Records to use –
........
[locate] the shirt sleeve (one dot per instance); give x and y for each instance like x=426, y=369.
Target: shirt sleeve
........
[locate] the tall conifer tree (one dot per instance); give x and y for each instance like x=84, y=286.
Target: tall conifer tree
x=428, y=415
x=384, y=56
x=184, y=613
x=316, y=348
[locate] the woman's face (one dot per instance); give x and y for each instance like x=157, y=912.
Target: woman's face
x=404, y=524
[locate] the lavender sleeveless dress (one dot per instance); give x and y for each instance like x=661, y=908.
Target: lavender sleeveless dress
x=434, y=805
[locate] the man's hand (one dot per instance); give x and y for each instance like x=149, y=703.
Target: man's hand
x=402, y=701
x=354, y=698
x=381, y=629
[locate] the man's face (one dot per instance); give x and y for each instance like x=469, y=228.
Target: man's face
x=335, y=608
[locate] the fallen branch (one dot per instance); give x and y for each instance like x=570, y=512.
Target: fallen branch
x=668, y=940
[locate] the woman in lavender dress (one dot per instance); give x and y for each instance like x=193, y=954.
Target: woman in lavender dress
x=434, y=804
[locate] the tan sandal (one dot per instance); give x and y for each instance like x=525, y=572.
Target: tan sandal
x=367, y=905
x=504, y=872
........
Exercise prompt –
For this exercise, please output exactly the lines above starting at the line with "Target: tall conifer tree" and ending at the line with "[locate] the tan", ends included.

Completed task –
Target: tall conifer tree
x=428, y=415
x=384, y=56
x=184, y=613
x=316, y=348
[locate] the woman's face (one dot per instance); give x and y for each instance like x=157, y=912.
Target: woman's face
x=404, y=524
[locate] the lavender sleeveless dress (one dot per instance); give x and y for each instance like x=661, y=908.
Target: lavender sleeveless dress
x=434, y=805
[locate] the man's hand (one dot per instance); give x and y for each instance like x=149, y=703.
Target: man's hand
x=402, y=701
x=354, y=698
x=381, y=629
[locate] the man's face (one dot per instance); give x and y for each instance like x=469, y=228.
Target: man's face
x=335, y=608
[locate] the fallen branch (one dot per instance); give x and y for each instance like x=570, y=512.
Target: fallen branch
x=668, y=940
[locate] the woman in lavender dress (one dot per instance); give x and y for each instance like x=193, y=954.
Target: woman in lavender dress
x=434, y=804
[locate] the tan sandal (one dot per instance); give x and y for each instance like x=525, y=572.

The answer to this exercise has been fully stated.